+++ SUPPLIED MATERIAL

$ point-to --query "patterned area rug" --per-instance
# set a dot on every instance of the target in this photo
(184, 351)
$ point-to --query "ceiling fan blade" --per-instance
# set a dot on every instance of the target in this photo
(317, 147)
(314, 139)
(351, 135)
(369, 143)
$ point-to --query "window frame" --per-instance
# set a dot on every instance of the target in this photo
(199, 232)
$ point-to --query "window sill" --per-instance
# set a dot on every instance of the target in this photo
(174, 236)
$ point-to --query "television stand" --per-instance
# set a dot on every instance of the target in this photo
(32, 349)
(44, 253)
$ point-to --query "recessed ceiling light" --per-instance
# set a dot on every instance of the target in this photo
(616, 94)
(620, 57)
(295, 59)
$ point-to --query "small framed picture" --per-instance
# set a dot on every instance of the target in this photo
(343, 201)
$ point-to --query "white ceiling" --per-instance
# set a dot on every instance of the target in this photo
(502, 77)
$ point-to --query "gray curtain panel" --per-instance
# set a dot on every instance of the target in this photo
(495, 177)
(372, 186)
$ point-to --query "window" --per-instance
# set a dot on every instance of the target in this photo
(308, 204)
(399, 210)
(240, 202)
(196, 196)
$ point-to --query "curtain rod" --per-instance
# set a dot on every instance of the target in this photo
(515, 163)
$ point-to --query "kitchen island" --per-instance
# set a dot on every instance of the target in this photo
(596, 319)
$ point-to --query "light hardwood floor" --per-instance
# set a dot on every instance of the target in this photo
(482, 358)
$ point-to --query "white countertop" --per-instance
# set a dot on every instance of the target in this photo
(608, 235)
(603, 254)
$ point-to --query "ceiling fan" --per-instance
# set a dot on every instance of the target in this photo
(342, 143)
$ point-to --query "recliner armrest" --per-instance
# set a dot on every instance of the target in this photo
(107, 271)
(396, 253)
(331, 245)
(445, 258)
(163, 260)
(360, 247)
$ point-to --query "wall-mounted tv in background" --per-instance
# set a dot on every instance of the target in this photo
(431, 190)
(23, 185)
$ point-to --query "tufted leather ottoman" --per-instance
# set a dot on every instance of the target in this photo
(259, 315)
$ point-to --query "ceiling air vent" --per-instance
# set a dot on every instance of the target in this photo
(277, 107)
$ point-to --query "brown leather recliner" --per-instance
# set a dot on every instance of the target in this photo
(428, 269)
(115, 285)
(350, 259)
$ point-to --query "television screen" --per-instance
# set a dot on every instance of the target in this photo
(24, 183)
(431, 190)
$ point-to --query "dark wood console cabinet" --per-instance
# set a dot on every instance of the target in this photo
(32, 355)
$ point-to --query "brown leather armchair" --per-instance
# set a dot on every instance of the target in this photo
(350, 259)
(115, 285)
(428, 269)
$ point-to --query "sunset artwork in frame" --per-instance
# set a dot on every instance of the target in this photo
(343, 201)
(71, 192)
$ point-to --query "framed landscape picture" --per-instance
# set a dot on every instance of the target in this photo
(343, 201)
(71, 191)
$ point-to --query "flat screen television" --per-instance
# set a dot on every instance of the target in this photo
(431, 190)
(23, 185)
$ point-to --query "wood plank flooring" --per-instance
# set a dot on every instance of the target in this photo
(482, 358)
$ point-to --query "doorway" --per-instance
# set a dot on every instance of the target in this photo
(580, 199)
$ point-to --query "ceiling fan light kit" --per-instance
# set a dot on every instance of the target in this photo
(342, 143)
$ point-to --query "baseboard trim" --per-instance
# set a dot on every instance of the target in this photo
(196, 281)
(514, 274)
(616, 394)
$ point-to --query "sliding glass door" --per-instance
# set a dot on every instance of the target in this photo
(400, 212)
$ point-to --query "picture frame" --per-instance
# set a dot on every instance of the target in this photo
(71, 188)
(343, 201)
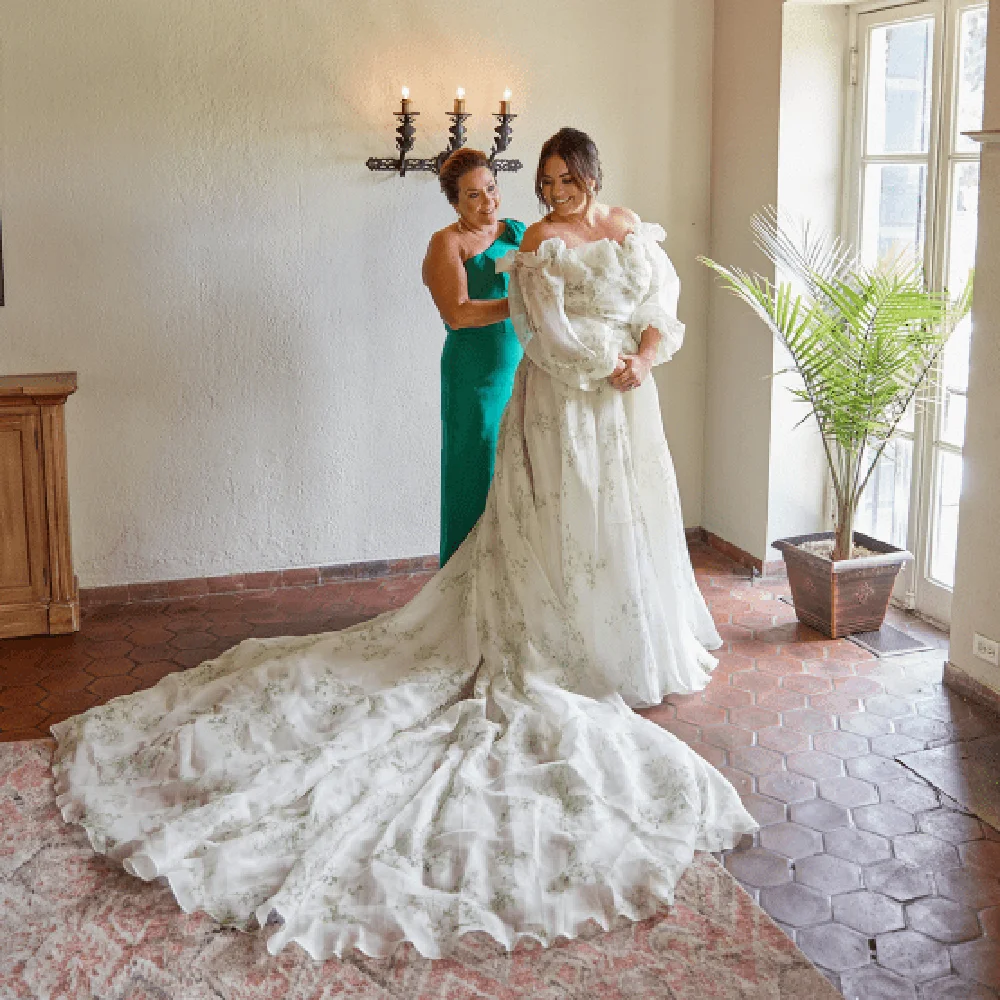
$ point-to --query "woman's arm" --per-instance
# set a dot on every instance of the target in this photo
(444, 274)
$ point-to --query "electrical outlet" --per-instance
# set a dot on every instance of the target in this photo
(986, 649)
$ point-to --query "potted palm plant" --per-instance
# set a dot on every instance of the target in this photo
(862, 341)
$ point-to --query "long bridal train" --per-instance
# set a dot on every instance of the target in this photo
(470, 761)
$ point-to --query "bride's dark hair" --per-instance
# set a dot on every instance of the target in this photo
(580, 154)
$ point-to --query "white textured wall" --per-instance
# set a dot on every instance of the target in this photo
(976, 601)
(745, 118)
(188, 223)
(810, 156)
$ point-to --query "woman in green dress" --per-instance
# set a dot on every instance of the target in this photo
(481, 351)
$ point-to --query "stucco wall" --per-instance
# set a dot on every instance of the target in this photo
(189, 224)
(976, 600)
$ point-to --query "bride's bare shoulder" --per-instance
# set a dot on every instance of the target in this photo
(623, 221)
(536, 234)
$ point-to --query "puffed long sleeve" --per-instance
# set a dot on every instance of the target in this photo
(658, 308)
(581, 353)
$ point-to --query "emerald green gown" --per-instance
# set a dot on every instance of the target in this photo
(477, 375)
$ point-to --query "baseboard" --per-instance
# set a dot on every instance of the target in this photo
(968, 687)
(235, 583)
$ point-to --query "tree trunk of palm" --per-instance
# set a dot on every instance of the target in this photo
(844, 533)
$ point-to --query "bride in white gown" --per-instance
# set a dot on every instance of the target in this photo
(469, 762)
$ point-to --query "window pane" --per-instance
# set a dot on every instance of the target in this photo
(885, 505)
(947, 490)
(894, 210)
(961, 258)
(971, 76)
(899, 87)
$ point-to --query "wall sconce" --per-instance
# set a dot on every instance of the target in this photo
(406, 133)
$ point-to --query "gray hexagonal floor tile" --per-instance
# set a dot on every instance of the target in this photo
(791, 840)
(876, 984)
(924, 851)
(913, 955)
(899, 880)
(856, 845)
(885, 818)
(828, 874)
(950, 825)
(820, 815)
(834, 947)
(759, 868)
(978, 961)
(849, 792)
(868, 912)
(786, 787)
(944, 920)
(796, 905)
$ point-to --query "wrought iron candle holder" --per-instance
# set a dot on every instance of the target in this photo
(406, 133)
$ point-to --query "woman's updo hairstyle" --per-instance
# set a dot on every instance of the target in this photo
(582, 160)
(457, 166)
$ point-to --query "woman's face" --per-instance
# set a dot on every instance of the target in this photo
(561, 193)
(478, 198)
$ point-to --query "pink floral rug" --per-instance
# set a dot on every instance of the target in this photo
(73, 925)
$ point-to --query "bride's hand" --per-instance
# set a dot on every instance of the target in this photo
(631, 372)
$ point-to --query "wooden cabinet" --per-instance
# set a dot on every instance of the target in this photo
(38, 590)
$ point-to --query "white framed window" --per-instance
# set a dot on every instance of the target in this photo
(918, 72)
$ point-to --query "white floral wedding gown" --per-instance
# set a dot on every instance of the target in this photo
(470, 761)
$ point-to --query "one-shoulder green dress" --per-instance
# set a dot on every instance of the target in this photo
(477, 376)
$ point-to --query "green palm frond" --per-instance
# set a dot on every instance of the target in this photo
(862, 340)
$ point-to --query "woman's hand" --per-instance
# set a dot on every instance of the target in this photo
(630, 372)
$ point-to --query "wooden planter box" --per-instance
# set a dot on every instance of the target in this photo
(843, 597)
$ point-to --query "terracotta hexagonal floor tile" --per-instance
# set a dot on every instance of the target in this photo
(868, 912)
(912, 955)
(943, 919)
(21, 695)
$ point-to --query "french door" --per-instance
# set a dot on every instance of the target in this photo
(918, 72)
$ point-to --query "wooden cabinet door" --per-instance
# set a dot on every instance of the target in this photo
(23, 538)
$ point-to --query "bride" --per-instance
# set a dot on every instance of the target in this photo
(469, 762)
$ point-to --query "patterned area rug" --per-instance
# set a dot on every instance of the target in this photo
(73, 925)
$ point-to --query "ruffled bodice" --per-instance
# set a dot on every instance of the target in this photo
(577, 309)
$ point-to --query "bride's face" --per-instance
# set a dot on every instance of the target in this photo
(562, 194)
(478, 198)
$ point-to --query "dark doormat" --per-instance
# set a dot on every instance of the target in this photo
(887, 641)
(969, 772)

++++++

**EXERCISE DESCRIPTION:** Report every line of the records that contains the word "hand", matching case exactly.

**EXERCISE SOLUTION:**
$ point-to --query "bride's hand" --per-instance
$ point-to --query "woman's hand" --per-instance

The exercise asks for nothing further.